[Rows from a pointing dataset]
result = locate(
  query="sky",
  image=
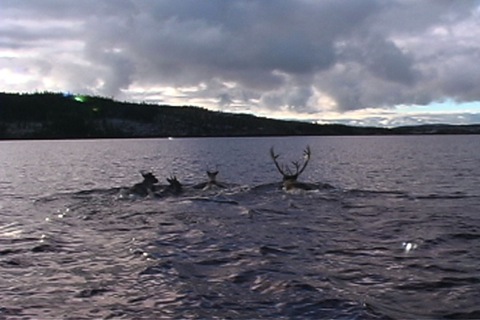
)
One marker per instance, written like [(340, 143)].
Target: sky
[(359, 62)]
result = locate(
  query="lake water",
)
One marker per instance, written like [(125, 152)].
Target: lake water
[(398, 235)]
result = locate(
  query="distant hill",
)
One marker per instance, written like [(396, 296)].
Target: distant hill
[(58, 116)]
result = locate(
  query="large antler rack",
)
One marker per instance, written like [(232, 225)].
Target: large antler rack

[Set problem]
Quote every one of the lines above word for word, omitting the picture.

[Response]
result = locate(
  query="sky",
  image=
)
One marker per instance, written like [(340, 143)].
Target: sky
[(359, 62)]
result = locate(
  query="lake water",
)
One marker per instance, written like [(125, 152)].
Target: lake water
[(398, 235)]
result = locate(
  query="distant hill",
)
One marker per instance, written like [(396, 296)].
Target: distant hill
[(58, 116)]
result = locate(
  query="large antler rack",
)
One marker per instance, written like [(232, 225)].
Target: large antler rack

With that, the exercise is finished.